:: MATERIAL FOR THIS TASK ::

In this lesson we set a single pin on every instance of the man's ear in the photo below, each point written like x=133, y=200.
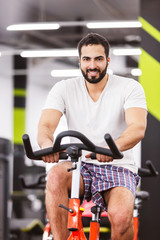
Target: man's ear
x=108, y=59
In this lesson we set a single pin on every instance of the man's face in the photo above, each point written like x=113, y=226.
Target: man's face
x=93, y=63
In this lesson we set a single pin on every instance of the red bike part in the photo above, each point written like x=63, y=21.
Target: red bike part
x=94, y=231
x=46, y=232
x=74, y=220
x=135, y=225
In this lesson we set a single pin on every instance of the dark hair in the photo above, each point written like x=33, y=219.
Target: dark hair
x=94, y=38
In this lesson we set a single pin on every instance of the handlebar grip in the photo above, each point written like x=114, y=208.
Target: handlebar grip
x=37, y=155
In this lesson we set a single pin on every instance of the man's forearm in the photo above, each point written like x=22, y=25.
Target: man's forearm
x=45, y=138
x=130, y=137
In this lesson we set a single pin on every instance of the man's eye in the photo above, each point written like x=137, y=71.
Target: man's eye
x=99, y=59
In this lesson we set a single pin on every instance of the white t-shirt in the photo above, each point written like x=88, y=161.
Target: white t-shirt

:::

WHAT TO PRODUCE:
All lines from the one containing "Target: man's ear" through the last line of the data, both included, are to be retyped exactly, and no other line belongs in the answer.

OUTPUT FOR THIS TASK:
Target: man's ear
x=108, y=59
In this lesson we set a single pin on every instance of the man's face in the photo above, each point written like x=113, y=226.
Target: man's face
x=93, y=63
In this lesson we set a single pin on every instance of the red bike part in the photo above, each point written like x=63, y=21.
Target: red bike part
x=94, y=231
x=46, y=232
x=74, y=220
x=135, y=225
In this lesson we set a single pin on every instance of the dark hair in the photo above, each point written like x=33, y=219.
Target: dark hair
x=94, y=38
In this lesson we set a single pin on every instance of the handlebar grip in the photo above, each point written like x=114, y=208.
Target: handlebar grip
x=37, y=155
In this lesson we set a single pin on every instance of the man's forearm in the photo above, each point written like x=22, y=25.
Target: man's forearm
x=45, y=138
x=130, y=137
In this lesson we set a single pin on every instance of the man's eye in the photo above, each point written like x=137, y=71.
Target: man's eye
x=99, y=59
In this lesson we set a single pin on every instance of the white t-shirt in the photo above, each point written like x=88, y=161.
Target: white t-shirt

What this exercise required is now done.